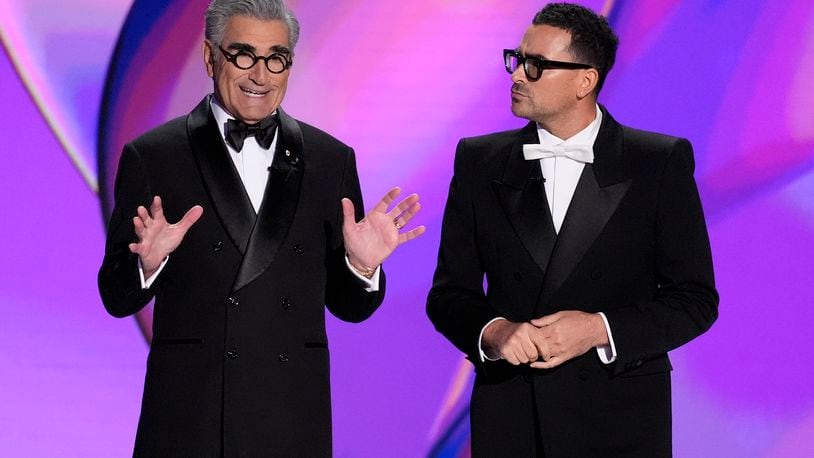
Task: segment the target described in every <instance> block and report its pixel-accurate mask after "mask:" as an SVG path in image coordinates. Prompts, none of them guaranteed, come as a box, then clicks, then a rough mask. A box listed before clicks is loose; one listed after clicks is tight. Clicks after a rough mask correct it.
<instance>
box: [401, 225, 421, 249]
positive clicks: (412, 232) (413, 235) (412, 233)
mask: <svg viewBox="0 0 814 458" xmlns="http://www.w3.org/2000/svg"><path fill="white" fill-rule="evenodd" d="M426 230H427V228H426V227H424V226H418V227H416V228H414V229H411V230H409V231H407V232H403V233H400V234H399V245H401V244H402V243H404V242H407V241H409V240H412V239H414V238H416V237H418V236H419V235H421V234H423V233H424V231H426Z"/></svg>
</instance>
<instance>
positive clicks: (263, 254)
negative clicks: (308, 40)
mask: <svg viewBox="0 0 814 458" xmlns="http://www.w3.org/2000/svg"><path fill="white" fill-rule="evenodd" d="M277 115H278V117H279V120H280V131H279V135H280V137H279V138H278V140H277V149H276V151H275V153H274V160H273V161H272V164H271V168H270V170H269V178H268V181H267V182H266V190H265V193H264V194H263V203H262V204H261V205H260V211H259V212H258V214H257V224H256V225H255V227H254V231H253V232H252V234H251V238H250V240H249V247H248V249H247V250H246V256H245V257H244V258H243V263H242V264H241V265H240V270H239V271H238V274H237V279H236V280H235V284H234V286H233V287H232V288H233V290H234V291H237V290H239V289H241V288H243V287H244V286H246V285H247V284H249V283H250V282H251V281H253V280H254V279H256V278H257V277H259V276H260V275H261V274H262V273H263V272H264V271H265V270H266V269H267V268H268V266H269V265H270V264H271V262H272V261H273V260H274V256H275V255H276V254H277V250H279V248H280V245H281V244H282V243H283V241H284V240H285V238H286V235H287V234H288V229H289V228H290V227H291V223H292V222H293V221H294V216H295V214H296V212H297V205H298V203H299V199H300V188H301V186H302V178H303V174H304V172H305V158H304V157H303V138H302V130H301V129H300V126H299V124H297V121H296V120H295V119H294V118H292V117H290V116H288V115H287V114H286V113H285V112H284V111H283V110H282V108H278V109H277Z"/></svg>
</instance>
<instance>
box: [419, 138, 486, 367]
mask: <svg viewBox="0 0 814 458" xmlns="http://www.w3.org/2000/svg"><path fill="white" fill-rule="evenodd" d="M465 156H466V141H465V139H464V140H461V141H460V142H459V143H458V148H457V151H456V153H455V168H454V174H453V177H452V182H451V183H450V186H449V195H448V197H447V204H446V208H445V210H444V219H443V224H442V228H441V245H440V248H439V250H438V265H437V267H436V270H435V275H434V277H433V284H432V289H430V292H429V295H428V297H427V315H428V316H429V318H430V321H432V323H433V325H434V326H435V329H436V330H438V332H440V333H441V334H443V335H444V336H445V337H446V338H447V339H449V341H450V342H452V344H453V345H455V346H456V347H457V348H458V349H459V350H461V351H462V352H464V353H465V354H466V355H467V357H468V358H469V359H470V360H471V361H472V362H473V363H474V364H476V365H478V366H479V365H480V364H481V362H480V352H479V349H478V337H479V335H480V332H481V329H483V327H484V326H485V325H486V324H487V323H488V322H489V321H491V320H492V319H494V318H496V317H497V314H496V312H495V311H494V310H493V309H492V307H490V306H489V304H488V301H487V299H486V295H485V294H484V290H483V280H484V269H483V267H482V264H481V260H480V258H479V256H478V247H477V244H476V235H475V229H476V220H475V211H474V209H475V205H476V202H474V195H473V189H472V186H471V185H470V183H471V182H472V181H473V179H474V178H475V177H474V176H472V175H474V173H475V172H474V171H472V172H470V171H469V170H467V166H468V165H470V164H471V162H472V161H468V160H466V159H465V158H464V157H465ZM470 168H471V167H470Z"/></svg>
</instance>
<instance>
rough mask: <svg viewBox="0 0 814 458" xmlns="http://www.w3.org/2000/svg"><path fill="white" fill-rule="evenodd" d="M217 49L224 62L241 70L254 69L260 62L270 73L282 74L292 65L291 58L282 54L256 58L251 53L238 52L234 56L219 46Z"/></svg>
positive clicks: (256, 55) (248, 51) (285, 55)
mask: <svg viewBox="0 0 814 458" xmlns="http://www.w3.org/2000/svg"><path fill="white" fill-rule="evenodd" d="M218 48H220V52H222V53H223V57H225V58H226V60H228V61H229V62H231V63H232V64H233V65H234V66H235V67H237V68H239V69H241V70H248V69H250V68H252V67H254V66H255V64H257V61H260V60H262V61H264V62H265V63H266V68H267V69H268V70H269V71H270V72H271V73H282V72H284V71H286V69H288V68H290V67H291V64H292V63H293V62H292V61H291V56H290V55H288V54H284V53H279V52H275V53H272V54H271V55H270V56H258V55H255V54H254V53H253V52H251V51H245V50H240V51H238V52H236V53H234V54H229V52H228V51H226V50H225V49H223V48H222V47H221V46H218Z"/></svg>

--

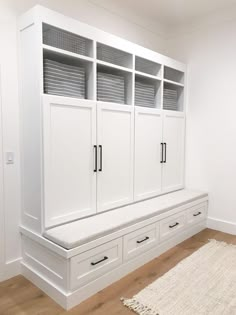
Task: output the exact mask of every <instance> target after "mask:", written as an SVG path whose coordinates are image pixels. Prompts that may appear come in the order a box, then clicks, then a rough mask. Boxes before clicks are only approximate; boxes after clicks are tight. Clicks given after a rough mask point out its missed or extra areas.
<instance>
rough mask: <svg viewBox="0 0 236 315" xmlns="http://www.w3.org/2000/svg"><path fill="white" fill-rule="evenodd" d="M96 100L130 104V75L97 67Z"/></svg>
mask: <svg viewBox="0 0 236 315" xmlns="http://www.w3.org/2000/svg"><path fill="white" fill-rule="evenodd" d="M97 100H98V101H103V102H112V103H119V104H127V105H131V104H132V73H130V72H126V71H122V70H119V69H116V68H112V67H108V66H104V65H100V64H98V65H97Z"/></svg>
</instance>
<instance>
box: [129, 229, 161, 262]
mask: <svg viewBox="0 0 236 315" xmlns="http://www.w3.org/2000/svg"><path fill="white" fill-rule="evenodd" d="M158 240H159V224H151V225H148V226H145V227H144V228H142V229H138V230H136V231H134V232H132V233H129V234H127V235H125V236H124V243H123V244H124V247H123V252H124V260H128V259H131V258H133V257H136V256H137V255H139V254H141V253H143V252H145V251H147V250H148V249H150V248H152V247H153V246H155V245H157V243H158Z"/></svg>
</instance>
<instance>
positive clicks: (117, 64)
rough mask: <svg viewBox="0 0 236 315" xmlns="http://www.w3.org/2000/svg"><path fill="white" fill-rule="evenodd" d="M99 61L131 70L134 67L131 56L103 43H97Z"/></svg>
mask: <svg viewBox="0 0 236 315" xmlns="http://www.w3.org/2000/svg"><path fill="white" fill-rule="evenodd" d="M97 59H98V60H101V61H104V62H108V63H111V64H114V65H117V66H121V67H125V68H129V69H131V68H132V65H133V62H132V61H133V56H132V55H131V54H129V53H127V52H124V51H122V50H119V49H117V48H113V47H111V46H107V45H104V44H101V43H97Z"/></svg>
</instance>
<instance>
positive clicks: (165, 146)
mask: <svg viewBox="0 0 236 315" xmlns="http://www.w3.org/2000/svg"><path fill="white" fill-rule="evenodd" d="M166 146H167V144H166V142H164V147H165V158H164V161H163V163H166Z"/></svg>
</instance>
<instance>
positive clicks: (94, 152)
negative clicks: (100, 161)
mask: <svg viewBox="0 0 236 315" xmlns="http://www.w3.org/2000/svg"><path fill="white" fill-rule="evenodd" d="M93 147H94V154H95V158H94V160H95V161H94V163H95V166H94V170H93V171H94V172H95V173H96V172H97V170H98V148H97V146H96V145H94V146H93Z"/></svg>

...

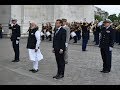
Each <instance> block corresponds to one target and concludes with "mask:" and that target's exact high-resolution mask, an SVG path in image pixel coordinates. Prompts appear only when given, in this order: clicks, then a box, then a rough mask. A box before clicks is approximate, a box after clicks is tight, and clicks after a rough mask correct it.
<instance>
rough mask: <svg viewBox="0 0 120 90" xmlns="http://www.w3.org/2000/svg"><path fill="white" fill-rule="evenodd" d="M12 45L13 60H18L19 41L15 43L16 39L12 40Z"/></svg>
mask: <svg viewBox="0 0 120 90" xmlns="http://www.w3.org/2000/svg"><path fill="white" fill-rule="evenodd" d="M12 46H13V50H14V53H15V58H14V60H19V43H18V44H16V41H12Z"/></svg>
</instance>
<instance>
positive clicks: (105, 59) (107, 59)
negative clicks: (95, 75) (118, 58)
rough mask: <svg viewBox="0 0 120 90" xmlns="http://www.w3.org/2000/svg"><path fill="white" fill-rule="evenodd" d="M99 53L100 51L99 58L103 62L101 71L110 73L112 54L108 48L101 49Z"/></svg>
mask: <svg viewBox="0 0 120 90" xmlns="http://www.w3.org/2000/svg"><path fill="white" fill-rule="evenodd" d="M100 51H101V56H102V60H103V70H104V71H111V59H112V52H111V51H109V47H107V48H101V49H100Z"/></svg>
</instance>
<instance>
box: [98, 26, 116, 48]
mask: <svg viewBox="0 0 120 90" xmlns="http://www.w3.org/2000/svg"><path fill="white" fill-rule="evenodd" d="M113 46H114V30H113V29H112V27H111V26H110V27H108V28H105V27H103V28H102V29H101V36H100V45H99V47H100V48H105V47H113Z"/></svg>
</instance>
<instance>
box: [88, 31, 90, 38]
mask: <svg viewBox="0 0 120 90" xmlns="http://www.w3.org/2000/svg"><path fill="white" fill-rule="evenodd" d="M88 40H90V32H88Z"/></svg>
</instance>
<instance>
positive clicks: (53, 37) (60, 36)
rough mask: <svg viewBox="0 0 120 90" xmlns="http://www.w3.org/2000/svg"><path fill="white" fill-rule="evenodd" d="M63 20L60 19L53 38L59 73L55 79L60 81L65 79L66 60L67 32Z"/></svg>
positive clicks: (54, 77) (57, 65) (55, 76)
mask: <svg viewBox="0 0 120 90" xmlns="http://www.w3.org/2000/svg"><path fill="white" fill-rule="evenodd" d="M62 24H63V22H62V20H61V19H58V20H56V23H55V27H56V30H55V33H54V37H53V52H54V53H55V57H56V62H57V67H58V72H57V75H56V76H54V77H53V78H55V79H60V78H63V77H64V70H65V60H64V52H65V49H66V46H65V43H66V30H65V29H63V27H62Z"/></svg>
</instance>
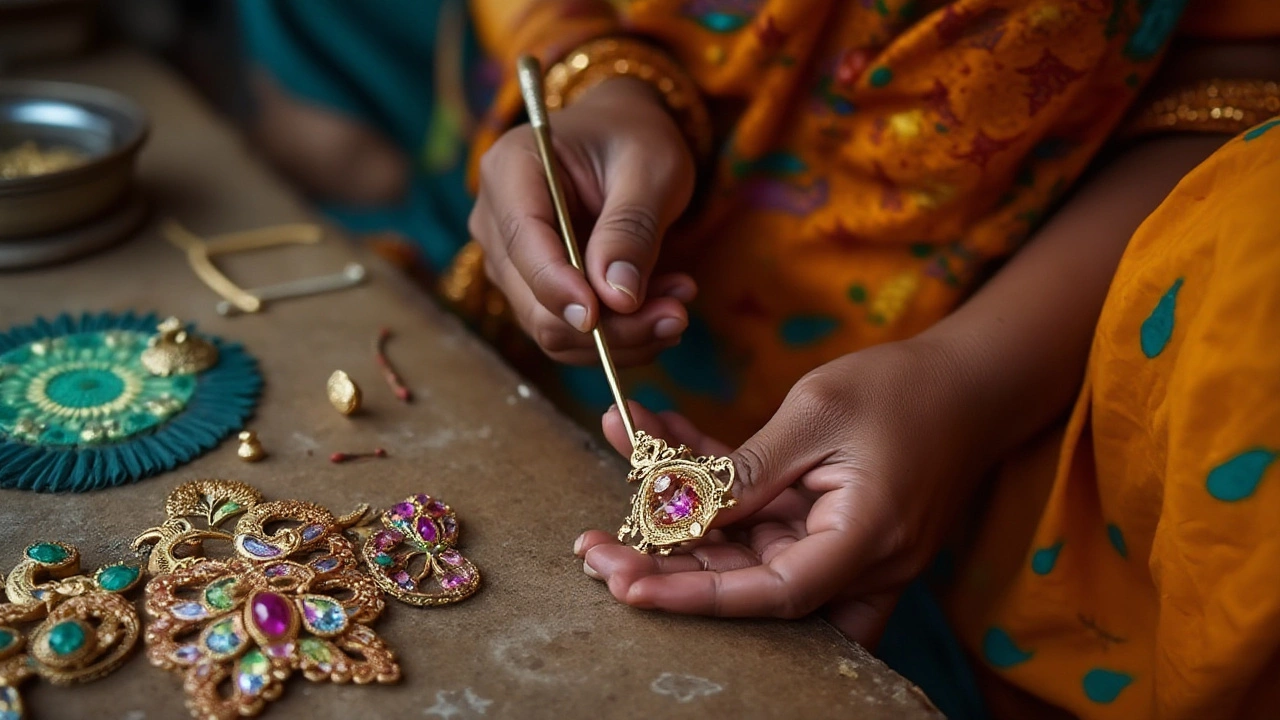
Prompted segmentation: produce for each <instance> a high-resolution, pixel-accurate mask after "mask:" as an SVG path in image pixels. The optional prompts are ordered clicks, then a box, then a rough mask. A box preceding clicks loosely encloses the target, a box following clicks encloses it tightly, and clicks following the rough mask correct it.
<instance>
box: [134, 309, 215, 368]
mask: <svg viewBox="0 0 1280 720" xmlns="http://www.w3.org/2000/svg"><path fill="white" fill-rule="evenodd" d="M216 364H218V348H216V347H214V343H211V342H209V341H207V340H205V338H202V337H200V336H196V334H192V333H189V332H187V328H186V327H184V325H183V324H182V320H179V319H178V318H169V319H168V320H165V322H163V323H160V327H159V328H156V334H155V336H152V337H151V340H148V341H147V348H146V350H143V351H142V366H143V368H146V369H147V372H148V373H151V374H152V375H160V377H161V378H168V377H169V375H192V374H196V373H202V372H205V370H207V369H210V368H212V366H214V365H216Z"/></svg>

:: What this task involves ::
Which lines in the data above contain the word "high"? List each of those lines in full.

:: Response to the exercise ::
Each <instance> block corresponds to one target and concludes with "mask:" and that target's exact high-resolution mask, an SVG path in image pixel coordinates. Prompts appear only when given, in this order: clicks, then a box, then a rough mask. A box before clicks is approximate, a box after clicks is tight, and clicks after a rough mask correct it.
Prompted segmentation: produce for each <instance> a high-resolution, pixel-accurate mask after "mask:" as an SVG path in image pixels. The optional prompts are ordered clicks, then a box, then a rough mask. A box preceding clicks loosely encloses the target, a box following clicks encloses it tightly, and clicks following the rough mask correct it.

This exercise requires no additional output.